Applying Social Network Analysis to Team Sports

This article is about power and influence in social networks and their application to team sports. The article entitled “Game Plan - First Find the Leader,” published in BusinessWeek Online in August 2006, discusses the discovery of these social networking phenomena by Head Coach Sasho Cirovski of the University of Maryland Terrapins men’s soccer team.

After enjoying years of success in the league, in 2000, the Terps failed to make the NCAA tournament and ended their season in the basement of the Atlantic Coast Conference. As the team lost many of its players to professional teams and graduation, Coach Cirovski began to notice a lack of leadership on the field, despite selecting the team’s two best players as co-captains. It became clear to him that he was recruiting only talent, not leaders. This resulted in a total lack of team chemistry, and a frustrated group of talented student-athletes.

 

Coach Cirovski consulted his brother Vancho who suggested that the coach distribute a survey to the team- a survey similar to the one Vancho had used for organizational development in his company. “The results, Vancho said, would identify off-the-radar leaders. Also called social network analysis, such surveys, the results of which are plotted as a web of interconnecting nodes and lines representing people and relationships, are increasingly popular among corporate managers who want to visualize their informal organizational charts.” And identify the leaders they did.

SUPPLIED MATERIAL:
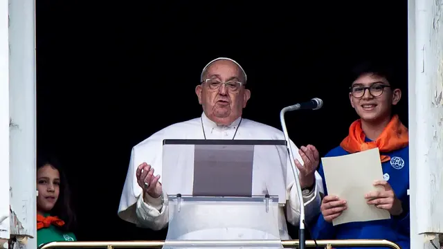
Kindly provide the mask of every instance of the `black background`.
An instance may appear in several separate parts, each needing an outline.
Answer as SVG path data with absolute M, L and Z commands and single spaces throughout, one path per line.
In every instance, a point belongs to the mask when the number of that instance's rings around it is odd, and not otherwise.
M 349 69 L 366 56 L 393 59 L 407 124 L 407 2 L 39 1 L 38 149 L 67 169 L 80 240 L 162 239 L 117 216 L 131 148 L 201 113 L 195 95 L 210 60 L 229 57 L 248 75 L 244 116 L 280 129 L 285 106 L 298 146 L 322 155 L 356 118 Z

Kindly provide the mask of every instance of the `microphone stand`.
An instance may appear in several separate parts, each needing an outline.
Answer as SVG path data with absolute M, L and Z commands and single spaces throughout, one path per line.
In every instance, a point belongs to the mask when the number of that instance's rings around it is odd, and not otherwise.
M 298 248 L 305 249 L 306 246 L 306 238 L 305 237 L 305 203 L 303 201 L 302 188 L 301 185 L 300 185 L 300 179 L 298 178 L 299 174 L 297 169 L 296 169 L 293 154 L 292 153 L 292 148 L 291 147 L 291 141 L 289 140 L 288 130 L 286 128 L 286 122 L 284 122 L 284 113 L 287 111 L 298 110 L 300 107 L 300 105 L 297 104 L 293 106 L 283 108 L 280 112 L 280 121 L 282 124 L 283 134 L 284 135 L 284 140 L 286 140 L 287 147 L 288 149 L 291 167 L 292 168 L 292 173 L 293 174 L 293 177 L 296 179 L 296 187 L 297 187 L 297 193 L 298 193 L 298 202 L 300 203 L 300 229 L 298 230 Z

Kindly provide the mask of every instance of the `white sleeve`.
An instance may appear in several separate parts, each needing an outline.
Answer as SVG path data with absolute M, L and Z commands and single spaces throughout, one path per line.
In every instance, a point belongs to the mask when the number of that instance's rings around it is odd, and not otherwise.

EXERCISE TASK A: In the article on applying social network analysis to team sports, who suggested that Coach Cirovski give his team a survey?
EXERCISE TASK B: Resume the article on social network analysis in team sports after its last sentence.

WRITTEN ANSWER A: His brother Vancho suggested it.

WRITTEN ANSWER B:
After the results were complete, Coach Cirovski clearly identified one of the quietest and least celebrated recruits as the player with the biggest influence in the entire team network. The player was immediately named the third co-captain of the Terps. The team enjoyed instant success, rallying around their new tremendously effective leader. In the following seasons, the Terps made their way to four straight College Cup appearances (college soccer’s Final Four) and a national championship victory in 2005.

 

Coach Cirovski began strategically attempting to strengthen ties between specific players in his team network. He has fine tuned his recruiting strategies as well to take into account team chemistry on and off the field of play.

 

The concept of power and influence in social networks in the context of team sports is very interesting. It is unlike some of the negotiation examples we have discussed in class in which specific dollar values may be assigned to a network and the payoffs are devised based on a node’s location in the graph. In the case of the soccer team, it is difficult to quantify the value that can be divided between individuals in the team network. Instead of deriving payoffs and determining the rules and logistics of bargaining between nodes, this example relies on concepts discussed in class such as dependence, exclusion, satiation, and betweenness to determine those team members who would be the most effective leaders of the squad. All of this is done by applying the basic principles above to the network graph constructed using the results of the team survey.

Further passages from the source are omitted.